Reproduce the listing below exactly, except for its pictures.

[Data shown Boundary: Start]

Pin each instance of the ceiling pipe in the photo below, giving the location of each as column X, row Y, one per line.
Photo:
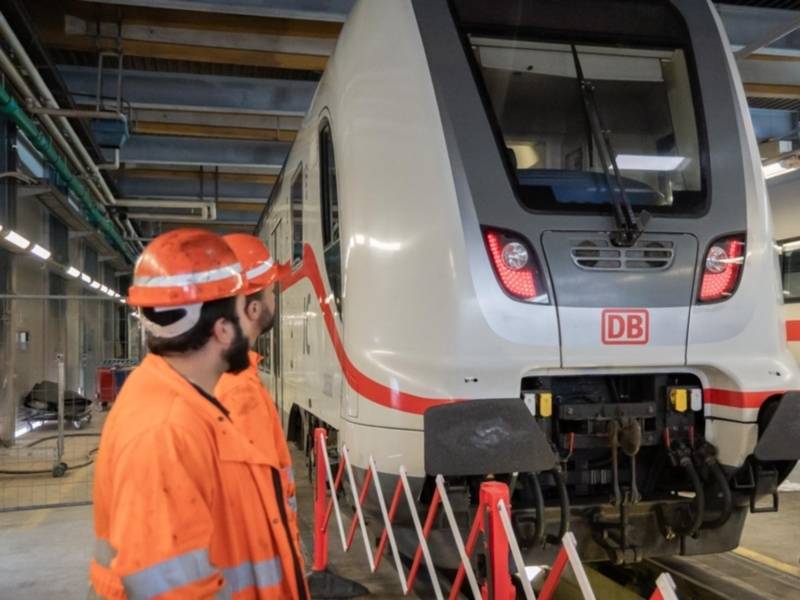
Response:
column 44, row 92
column 43, row 144
column 13, row 74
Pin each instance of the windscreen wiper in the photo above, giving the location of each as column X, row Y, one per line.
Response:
column 629, row 226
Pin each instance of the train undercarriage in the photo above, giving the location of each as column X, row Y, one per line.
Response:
column 622, row 463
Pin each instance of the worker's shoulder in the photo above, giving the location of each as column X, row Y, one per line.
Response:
column 148, row 401
column 237, row 383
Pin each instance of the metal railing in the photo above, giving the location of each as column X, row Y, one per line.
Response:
column 492, row 519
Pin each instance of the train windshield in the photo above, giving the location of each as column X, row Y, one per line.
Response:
column 644, row 102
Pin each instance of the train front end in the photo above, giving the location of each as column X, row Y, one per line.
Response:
column 619, row 241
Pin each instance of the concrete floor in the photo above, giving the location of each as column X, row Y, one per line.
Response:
column 45, row 553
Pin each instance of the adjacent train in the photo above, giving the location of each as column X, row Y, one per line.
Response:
column 530, row 240
column 786, row 214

[Data shown Boundary: End]

Answer to the problem –
Pin each instance of the ceiling pipe in the photo below, giving the location of each as column X, row Y, one per line.
Photo:
Response:
column 44, row 92
column 43, row 144
column 13, row 74
Pin each instance of the windscreen wiper in the photo above, giving the location of each as column X, row Y, one per line.
Response:
column 629, row 226
Pin each instance of the train undercarriage in the photo above, giving the location of each as column X, row Y, one per line.
Response:
column 622, row 463
Pin each instance of the worker's shoulder in the photo above, giving the location of each as column X, row Y, one per line.
Response:
column 148, row 401
column 237, row 383
Pin each instance of the metal railing in the photo above, giving the location of each as column X, row Y, one per line.
Response:
column 492, row 519
Pin each instance of the train windshield in the photo above, giving the location of each as column X, row Y, one per line.
Response:
column 644, row 102
Pin each instance of the train front end in the photo above, giving the location of each as column X, row Y, one per line.
Response:
column 619, row 241
Pin each instance of the concrete floor in the photo above, giving the location of each as column X, row Y, one per line.
Response:
column 45, row 553
Pin each instance of the adjacent train in the photo above, giving the location of each as column X, row Y, one per line.
Response:
column 530, row 240
column 786, row 214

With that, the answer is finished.